_What is needed_
Could you present every one of the records below as a Markdown table with two columns, Line No. and Record Text, giving each line its own numbered row and leaving out blank lines?

_Data lines_
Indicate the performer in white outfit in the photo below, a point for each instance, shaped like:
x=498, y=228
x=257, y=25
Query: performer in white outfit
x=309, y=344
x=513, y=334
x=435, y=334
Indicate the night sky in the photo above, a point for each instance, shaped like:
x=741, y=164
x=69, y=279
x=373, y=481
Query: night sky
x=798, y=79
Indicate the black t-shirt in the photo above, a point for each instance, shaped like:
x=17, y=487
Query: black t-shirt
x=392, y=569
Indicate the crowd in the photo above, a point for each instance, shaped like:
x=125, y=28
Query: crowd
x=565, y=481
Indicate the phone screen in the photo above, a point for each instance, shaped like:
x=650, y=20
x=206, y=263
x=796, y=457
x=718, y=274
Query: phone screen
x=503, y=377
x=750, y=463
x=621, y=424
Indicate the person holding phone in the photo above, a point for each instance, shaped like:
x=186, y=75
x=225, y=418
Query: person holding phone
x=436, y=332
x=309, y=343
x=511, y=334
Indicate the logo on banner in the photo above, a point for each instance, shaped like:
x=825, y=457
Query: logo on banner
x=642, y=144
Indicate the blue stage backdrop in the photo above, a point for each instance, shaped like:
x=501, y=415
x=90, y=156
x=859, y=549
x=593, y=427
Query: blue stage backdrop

_Task output_
| Line No. | Record Text |
|---|---|
| 1 | Indicate the performer in white outfit in the photo below, a point for each instance, shaped like: |
| 2 | x=498, y=228 |
| 3 | x=257, y=25 |
| 4 | Query: performer in white outfit |
| 5 | x=309, y=344 |
| 6 | x=513, y=334 |
| 7 | x=435, y=334 |
| 8 | Indicate the night sky in the photo above, a point for each instance, shaped like: |
| 9 | x=741, y=164 |
| 10 | x=69, y=279 |
| 11 | x=373, y=481 |
| 12 | Query: night sky |
| 13 | x=798, y=79 |
| 14 | Indicate the black t-shirt in the photo above, a point for each instance, shaped like: |
| 15 | x=17, y=487 |
| 16 | Query: black t-shirt |
| 17 | x=392, y=569 |
| 18 | Indicate the crowd in the photo above, a point for each instance, shaped like: |
| 19 | x=125, y=28 |
| 20 | Query: crowd |
| 21 | x=565, y=481 |
| 22 | Indicate the phone screen in the photo above, a point for each instance, shaped like: |
| 23 | x=650, y=20 |
| 24 | x=206, y=263 |
| 25 | x=796, y=457 |
| 26 | x=718, y=274 |
| 27 | Query: phone screen |
| 28 | x=503, y=377 |
| 29 | x=750, y=463 |
| 30 | x=621, y=424 |
| 31 | Indicate the person holding phone in the photo above, a point for each instance, shaped like: |
| 32 | x=186, y=75 |
| 33 | x=225, y=418 |
| 34 | Query: person holding phone |
| 35 | x=436, y=332 |
| 36 | x=309, y=343 |
| 37 | x=511, y=334 |
| 38 | Indicate the logo on banner in the photo above, a point for each instance, shaped like: |
| 39 | x=825, y=457 |
| 40 | Query: logo on banner |
| 41 | x=642, y=144 |
| 42 | Indicate the blue stage backdrop in the photo above, a point for each instance, shaped like: |
| 43 | x=501, y=415 |
| 44 | x=90, y=156 |
| 45 | x=859, y=549 |
| 46 | x=593, y=427 |
| 47 | Query: blue stage backdrop |